▸ Extract to read:
====================
2. Start small, 25 square feet for example. Find the spot that ideally has sun all year in your yard. If it's shaded part of the year, that's OK too. Avoid the area next to buildings or fences because of possible contamination of the soil by paint, heavy metals or chemicals.
3. Remove whatever debris is covering the soil including rocks larger than a fingernail. If plants already grow there that you want somewhere else, dig them out with the shovel and plant them in the new location.
4. Cover your gardening area with organic material such as leaves, dried grass and fine plant material from your own or other's non-pesticide sprayed gardens.
5. Get a bucketful of good compost from someone else's garden or crumbly black sweet-smelling soil from under forest trees. Spread this thinly all over your garden. You will be inoculating your soil with all manner of soil organisms, little bugs, worms and other beneficial life forms that are going to do most of the work for you in improving your soil. Water area a little if dry.
6. Use the pick or shovel to mix the top 3 inches of soil and organic material. Burying the organic material any deeper just kills the critters and wastes your energy because there may not be enough oxygen for them further down.
====================
▸ Material shown:
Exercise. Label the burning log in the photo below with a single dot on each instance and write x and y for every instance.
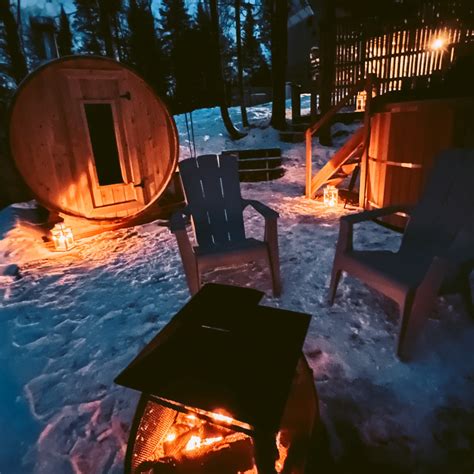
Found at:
(231, 455)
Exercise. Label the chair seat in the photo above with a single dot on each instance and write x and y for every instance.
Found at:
(238, 246)
(391, 273)
(231, 254)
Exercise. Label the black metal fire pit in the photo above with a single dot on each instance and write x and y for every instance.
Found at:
====================
▸ Exercise: According to the gardening steps, how deep should the soil and organic material be mixed?

▸ Exercise output: The top 3 inches.